[Document excerpt]
▽

Now there are three choices when it comes to settling your divorce: litigation, mediation, or collaboration. Here's an introduction to this non-adversarial practice.
A new alternative to dispute resolution, "Collaborative Family Practice", is now the third resource in a lineup consisting of litigation, mediation, and collaboration. And like mediation, its closest neighbor, it is distinguished from litigation by employing non-adversarial techniques.
In a collaborative practice, the clients themselves conduct settlement negotiations with the lawyers by their sides so that client ownership of the process is combined with legal protection. These negotiations often take place during four-way meetings in which the lawyers act as advisors to the clients instead of taking charge of the process. The lawyers are present more as negotiation exemplars than as actual negotiators; when they do negotiate, they stop short of taking control away from their clients.
If the parties can't reach agreement, then the lawyers must withdraw, and neither they nor any member of their firms may represent the clients in subsequent litigation. This is to ensure that there is no "holding back": the participants are committed to reaching a reasonable settlement, and there's no room to maneuver for litigation leverage. The lawyers' attitude, which they must demonstrate to their clients, is that there will be no cross-examination later -- not even a thought of it. The matter will settle.
|According to a paper presented at the 1998 Annual Conference of the Academy of Family Mediators, collaborative lawyers should:
Lawyers can bring to the negotiations their knowledge of the law, their ability to analyze problems in the legal context, and their experience in generating options to solve them. These attributes make vital contributions to the success of the collaborative approach. But collaborative law requires additional skills; for most lawyers, these are new skills. Having renounced the possibility of litigation, one cannot employ adversarial techniques -- such as threatening to "go to court" -- to advance the negotiations. One must find other means of persuasion; in a collaborative practice, the means of persuasion swing 180 degrees to adopt cooperative strategies.
The four participants, with the clients themselves as the principal negotiators, work cooperatively to reach a mutually acceptable resolution of the issues. In order to carry out their roles, the clients usually require a crash course in communication skills and the rudiments of interest-based negotiations. Only so much of this can be instilled across the desk in the office; it is better learned by observing the lawyers at work in the actual negotiation sessions. This is the key to collaborative practice: the lawyers, through their own communication and their assistance in the negotiations, demonstrate how to resolve conflicts and reach agreement. Knowing that they're modeling techniques for their clients, the lawyers must be careful to act in the way they want their clients to act.

△

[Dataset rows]
▽

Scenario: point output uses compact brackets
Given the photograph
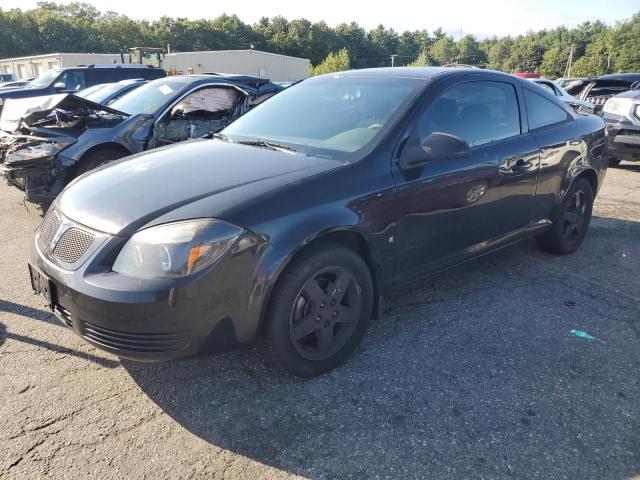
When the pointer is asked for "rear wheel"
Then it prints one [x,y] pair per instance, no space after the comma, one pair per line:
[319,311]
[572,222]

△
▽

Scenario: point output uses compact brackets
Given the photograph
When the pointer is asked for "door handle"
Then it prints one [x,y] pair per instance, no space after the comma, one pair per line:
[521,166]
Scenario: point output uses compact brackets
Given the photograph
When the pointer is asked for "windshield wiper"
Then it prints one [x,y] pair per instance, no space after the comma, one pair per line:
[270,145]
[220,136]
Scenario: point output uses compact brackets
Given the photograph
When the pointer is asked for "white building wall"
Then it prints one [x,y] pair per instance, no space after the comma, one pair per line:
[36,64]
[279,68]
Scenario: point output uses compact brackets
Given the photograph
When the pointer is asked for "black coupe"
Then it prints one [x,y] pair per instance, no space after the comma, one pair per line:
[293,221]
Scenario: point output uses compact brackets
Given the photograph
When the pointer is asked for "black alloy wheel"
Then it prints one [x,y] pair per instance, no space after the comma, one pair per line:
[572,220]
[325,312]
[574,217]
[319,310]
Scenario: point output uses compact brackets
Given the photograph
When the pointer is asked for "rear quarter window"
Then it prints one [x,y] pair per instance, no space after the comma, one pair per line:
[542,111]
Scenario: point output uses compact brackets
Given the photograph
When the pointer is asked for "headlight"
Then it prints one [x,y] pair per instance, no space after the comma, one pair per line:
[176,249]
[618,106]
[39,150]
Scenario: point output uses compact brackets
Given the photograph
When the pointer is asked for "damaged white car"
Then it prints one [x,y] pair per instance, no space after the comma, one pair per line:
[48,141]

△
▽

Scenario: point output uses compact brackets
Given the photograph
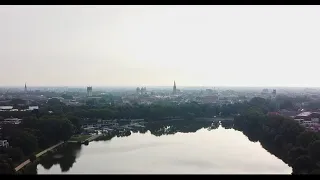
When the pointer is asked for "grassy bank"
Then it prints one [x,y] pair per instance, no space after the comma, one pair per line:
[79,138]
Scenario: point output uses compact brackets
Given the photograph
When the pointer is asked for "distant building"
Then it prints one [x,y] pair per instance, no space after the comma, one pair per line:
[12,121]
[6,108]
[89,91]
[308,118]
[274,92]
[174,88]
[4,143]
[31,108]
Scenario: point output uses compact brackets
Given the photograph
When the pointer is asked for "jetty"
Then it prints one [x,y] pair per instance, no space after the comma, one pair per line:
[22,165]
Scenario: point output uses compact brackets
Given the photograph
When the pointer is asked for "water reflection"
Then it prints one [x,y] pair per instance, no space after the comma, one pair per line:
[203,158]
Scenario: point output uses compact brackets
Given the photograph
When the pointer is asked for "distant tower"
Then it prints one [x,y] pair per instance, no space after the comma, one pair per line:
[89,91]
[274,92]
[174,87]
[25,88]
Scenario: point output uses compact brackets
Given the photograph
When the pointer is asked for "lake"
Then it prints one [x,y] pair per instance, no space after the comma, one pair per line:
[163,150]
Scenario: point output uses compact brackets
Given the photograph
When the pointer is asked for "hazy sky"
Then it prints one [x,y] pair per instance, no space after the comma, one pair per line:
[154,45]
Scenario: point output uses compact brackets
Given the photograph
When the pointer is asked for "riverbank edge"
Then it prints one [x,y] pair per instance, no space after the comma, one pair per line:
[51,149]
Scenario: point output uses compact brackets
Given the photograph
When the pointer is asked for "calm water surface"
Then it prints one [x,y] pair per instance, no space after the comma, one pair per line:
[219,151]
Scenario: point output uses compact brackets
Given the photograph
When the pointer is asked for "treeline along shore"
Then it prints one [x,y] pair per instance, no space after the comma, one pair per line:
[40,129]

△

[Exercise description] Repeat the collaborative practice text starting with "Now there are" and going on through "this non-adversarial practice.", swapping "divorce" for "separation". Please work from the collaborative practice text alone.

[Written response]
Now there are three choices when it comes to settling your separation: litigation, mediation, or collaboration. Here's an introduction to this non-adversarial practice.